> **DATA IN THIS EXERCISE**:
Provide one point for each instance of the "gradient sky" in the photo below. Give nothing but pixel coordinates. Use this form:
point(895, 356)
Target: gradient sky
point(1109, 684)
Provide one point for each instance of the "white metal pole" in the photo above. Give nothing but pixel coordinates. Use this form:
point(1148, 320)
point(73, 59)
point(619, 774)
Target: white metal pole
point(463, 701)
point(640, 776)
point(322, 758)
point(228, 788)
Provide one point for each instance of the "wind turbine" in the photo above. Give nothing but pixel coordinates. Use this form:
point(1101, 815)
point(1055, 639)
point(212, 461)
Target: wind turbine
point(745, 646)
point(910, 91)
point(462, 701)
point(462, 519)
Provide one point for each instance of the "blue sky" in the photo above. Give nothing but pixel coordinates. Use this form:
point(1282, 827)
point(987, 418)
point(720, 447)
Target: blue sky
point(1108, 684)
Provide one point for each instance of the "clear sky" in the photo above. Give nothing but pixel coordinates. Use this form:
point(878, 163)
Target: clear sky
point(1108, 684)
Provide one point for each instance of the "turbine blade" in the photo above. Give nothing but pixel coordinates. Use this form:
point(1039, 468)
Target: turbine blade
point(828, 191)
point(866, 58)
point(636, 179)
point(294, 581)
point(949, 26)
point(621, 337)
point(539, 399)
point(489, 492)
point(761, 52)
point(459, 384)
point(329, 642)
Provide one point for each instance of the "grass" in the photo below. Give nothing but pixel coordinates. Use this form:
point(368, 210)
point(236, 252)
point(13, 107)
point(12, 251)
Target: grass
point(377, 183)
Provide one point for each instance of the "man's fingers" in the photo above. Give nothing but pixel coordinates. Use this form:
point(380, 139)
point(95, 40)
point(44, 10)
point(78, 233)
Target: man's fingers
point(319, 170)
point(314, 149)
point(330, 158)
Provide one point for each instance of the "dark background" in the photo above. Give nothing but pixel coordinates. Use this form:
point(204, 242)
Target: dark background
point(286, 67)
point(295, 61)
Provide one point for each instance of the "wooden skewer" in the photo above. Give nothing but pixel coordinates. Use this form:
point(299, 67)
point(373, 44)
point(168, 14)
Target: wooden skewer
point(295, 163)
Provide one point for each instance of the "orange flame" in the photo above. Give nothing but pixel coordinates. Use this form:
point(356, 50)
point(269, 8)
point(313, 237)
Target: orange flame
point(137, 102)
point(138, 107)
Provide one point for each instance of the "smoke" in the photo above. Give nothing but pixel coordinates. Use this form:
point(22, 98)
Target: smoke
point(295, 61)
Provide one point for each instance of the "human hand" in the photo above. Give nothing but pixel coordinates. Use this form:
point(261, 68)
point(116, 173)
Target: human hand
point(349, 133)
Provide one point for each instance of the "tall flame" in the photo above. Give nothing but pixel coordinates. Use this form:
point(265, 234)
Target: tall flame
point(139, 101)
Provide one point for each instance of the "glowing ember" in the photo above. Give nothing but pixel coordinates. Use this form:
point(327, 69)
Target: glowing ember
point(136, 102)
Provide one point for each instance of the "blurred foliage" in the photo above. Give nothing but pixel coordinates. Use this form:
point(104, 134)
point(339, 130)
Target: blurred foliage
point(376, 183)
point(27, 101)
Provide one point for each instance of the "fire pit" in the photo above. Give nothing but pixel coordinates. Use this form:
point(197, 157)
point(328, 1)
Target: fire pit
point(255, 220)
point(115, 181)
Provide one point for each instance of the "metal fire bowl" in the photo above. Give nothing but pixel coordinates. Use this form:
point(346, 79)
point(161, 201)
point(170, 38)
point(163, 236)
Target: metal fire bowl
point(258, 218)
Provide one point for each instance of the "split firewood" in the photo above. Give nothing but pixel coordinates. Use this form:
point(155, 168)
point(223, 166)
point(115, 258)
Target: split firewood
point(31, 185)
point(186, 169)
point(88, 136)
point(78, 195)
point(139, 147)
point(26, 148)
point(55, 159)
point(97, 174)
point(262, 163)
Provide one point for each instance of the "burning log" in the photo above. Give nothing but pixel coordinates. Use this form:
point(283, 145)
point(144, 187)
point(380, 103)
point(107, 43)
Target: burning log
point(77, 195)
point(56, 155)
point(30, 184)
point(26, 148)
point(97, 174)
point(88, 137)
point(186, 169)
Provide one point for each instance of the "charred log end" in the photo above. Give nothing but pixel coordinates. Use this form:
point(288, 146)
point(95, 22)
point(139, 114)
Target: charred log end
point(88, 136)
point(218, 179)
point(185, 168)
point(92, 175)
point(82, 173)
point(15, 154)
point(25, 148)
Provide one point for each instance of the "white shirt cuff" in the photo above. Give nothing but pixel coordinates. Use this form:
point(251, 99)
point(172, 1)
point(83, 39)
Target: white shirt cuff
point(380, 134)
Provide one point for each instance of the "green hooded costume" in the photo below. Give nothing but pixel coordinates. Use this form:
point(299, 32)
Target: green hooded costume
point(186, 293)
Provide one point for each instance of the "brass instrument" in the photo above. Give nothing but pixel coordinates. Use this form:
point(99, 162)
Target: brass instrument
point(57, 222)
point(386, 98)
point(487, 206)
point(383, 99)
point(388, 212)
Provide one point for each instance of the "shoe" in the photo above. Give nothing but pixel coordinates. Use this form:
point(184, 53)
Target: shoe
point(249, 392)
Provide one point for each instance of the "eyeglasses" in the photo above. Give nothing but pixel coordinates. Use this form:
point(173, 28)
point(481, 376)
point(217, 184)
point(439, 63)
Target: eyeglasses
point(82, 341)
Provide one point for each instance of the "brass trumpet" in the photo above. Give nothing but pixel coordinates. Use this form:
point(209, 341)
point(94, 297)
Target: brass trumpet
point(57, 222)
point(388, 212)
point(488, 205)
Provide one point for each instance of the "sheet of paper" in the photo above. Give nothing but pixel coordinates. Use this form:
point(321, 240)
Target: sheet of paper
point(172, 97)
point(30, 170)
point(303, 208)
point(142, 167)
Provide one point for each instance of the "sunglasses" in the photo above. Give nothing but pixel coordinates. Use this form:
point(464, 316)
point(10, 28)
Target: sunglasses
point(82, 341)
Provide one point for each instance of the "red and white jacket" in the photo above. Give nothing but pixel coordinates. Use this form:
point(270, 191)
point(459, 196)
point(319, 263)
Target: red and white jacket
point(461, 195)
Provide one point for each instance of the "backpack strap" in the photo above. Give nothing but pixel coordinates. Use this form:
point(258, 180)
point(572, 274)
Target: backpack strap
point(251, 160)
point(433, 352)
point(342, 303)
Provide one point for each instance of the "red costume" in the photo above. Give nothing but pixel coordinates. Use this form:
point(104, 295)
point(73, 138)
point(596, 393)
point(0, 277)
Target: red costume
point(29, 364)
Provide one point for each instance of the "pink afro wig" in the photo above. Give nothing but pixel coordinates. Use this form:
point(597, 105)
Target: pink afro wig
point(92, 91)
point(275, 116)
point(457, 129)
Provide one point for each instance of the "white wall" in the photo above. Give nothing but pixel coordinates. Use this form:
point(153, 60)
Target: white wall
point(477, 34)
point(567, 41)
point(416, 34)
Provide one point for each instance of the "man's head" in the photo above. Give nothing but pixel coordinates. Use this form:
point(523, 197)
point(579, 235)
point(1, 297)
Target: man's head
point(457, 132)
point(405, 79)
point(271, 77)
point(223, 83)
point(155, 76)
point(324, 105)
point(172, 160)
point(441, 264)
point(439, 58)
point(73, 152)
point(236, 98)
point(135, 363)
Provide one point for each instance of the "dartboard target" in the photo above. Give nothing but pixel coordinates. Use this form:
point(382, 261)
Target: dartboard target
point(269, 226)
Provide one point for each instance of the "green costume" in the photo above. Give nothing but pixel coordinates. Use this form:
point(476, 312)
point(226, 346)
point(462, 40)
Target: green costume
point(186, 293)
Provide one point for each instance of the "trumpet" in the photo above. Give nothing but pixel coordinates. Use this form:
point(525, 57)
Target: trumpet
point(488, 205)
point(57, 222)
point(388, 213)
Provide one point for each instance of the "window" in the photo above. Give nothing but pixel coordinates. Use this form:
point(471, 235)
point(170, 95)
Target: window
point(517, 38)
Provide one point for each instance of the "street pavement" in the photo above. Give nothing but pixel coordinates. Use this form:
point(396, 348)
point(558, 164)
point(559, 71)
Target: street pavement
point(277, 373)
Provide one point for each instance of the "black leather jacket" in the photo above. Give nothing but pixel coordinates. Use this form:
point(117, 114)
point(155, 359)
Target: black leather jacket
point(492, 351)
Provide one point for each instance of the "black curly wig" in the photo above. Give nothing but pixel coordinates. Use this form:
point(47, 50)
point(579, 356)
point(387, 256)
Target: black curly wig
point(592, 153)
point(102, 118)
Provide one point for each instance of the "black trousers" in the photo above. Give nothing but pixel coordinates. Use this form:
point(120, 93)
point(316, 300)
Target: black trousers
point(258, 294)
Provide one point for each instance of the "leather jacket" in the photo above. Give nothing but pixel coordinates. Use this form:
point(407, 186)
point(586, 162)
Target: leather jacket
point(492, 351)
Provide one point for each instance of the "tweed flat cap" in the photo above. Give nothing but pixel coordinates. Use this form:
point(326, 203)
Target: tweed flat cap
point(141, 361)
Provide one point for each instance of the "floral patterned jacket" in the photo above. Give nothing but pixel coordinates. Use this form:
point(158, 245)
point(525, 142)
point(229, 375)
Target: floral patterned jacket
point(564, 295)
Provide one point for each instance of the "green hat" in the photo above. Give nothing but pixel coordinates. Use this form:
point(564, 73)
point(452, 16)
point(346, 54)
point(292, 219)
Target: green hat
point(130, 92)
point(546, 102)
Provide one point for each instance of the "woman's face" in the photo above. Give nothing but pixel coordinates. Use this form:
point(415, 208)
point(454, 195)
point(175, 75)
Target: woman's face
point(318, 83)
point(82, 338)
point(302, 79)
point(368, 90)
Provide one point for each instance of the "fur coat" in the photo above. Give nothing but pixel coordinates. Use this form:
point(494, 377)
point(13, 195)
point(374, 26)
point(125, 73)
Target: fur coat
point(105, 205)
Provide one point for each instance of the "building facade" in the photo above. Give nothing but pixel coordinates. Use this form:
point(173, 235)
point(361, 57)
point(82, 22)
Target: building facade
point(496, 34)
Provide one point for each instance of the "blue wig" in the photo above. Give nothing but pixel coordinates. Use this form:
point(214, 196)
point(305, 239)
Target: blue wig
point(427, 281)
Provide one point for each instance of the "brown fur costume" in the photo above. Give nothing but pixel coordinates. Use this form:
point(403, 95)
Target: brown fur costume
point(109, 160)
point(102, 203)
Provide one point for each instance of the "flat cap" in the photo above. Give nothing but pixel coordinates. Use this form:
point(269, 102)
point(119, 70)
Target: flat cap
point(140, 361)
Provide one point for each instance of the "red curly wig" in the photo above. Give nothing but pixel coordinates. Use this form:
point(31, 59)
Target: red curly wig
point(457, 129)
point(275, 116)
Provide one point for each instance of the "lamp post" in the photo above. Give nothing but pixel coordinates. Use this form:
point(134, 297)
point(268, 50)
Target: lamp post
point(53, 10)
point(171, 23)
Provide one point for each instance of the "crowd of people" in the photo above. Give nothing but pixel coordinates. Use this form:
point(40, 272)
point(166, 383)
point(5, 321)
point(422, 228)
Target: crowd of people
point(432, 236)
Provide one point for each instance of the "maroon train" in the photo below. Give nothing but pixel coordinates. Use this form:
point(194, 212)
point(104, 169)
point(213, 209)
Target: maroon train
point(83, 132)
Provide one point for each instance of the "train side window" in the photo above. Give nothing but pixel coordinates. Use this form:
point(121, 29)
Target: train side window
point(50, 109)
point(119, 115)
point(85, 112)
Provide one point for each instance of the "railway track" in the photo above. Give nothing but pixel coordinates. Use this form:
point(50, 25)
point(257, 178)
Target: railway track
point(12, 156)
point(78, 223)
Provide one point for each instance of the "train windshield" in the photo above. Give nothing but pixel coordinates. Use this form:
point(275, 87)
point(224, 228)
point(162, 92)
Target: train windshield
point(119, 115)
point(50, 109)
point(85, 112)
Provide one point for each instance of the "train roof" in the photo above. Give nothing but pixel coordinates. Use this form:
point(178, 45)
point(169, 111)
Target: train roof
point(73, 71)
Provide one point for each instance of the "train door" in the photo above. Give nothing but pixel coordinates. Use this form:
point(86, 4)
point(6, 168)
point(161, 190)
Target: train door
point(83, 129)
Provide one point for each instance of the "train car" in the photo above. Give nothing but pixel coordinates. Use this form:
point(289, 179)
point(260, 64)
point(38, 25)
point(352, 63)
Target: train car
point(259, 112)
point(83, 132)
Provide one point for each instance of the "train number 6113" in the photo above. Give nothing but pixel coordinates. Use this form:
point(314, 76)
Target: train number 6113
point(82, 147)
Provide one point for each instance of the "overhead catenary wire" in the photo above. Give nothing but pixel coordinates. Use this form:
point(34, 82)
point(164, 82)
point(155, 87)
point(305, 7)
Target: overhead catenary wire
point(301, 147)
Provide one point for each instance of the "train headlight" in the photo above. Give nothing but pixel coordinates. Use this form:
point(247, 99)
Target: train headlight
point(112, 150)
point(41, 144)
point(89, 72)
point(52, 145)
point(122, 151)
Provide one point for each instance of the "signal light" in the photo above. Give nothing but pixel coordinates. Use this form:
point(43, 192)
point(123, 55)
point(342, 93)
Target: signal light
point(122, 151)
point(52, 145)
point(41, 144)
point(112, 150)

> **TASK STATEMENT**:
From the top of the listing above, restate each line word for word up to and including the line with "point(1148, 320)"; add nothing else.

> **EXPECTED ANSWER**:
Provide one point for each instance of the "gradient sky" in the photo below. Give nothing but pixel coordinates. Use this form:
point(895, 356)
Target: gradient sky
point(1109, 684)
Provide one point for each instance of the "white metal pole" in the photo above. Give nothing but pixel coordinates. Use this form:
point(1148, 320)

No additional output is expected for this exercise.